Task prompt: Quote the passage on NK cells in sepsis word for word, between "Recent experimental studies" and "human sepsis immunosuppression.", inclusive.

::: Reading passage

Immunosuppression is one of the main mechanisms leading to poor prognosis of sepsis [1]. Natural killer (NK) cells, as innate lymphoid cells [5], play a key role in the process of anti-infectious immunity. NK cells may play a protective role in the process of bacterial infection by releasing cytokines such as interferon-γ (IFN-γ) and granulocyte-macrophage colony stimulating factor (GM-CSF) [6, 7].

Recent experimental studies have found that NK cells play a critical role in immune tolerance after sepsis [8]. However, there is only a modicum of information about the role of NK cells in the progression of sepsis. The activation of NK cells is controlled by a balance between signals transmitted through inhibition and activation of receptors [9]. It has been reported that a shift toward inhibitory receptors and impaired effector functions on NK cells contribute to the immunosuppression during sepsis [10]. The immunosuppressive molecules, such as PD-L1, with increased expression in the innate myoid cells, are one of the important mechanisms underlying immunosuppression in sepsis [11]. As a critical component of the innate immune system-innate lymphoid cells, it has remained uncertain whether NK cell PD-L1 is involved in human sepsis immunosuppression.

Thus, the present study aimed to evaluate the expression of PD-L1 in NK cells on the prognosis of patients with sepsis according to sepsis-3 criteria.

Methods

Design, setting, and patients

A prospective observational study was conducted by enrolling consecutive sepsis patients. The study was approved by the Guangdong Provincial People’s Hospital Ethics Committee in accordance with the Declaration of Helsinki in a general ICU of Guangdong Provincial People’s Hospital. Informed consent was obtained from all patients or their legal proxy before enrollment. The study was performed from February 2017 to May 2019. The inclusion criteria were sepsis patients, aged ≥ 18 years old, who met the sepsis 3.0 criteria. Patients were excluded if any of the following criteria were fulfilled: end-stage of chronic disease and estimated survival time < 28 days, with autoimmune disease, tumor, immunodeficiency, or long-term use of immune suppressants, the onset time was > 5 days, and consent could not be obtained. All patients were evaluated in the ICU on day 1 (within 24 h after admission) and administered conventional therapy according to the 2016 international guidelines for the management of severe sepsis and septic shock [12].

::::::
::: Source information

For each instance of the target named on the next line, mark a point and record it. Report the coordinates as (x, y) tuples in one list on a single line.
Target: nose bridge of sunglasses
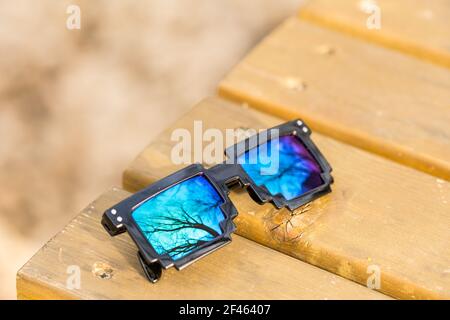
[(232, 175), (229, 175)]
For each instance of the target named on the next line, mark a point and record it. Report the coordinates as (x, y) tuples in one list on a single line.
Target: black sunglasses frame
[(222, 177)]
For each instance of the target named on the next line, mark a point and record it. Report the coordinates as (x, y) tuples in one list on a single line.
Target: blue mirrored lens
[(284, 166), (180, 219)]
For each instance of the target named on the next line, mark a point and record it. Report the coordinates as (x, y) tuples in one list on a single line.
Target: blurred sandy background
[(77, 105)]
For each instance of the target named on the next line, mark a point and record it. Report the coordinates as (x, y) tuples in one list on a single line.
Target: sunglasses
[(187, 215)]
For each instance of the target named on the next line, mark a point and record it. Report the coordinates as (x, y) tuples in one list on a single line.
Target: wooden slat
[(362, 94), (241, 270), (379, 213), (416, 27)]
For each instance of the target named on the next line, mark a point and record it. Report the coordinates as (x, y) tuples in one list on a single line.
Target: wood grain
[(373, 98), (379, 214), (110, 270), (415, 27)]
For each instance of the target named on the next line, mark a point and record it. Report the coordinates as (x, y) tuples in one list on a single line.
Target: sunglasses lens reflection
[(182, 218), (284, 166)]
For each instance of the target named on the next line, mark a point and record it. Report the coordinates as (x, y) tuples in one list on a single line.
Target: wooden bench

::::::

Written reply:
Recent experimental studies have found that NK cells play a critical role in immune tolerance after sepsis [8]. However, there is only a modicum of information about the role of NK cells in the progression of sepsis. The activation of NK cells is controlled by a balance between signals transmitted through inhibition and activation of receptors [9]. It has been reported that a shift toward inhibitory receptors and impaired effector functions on NK cells contribute to the immunosuppression during sepsis [10]. The immunosuppressive molecules, such as PD-L1, with increased expression in the innate myoid cells, are one of the important mechanisms underlying immunosuppression in sepsis [11]. As a critical component of the innate immune system-innate lymphoid cells, it has remained uncertain whether NK cell PD-L1 is involved in human sepsis immunosuppression.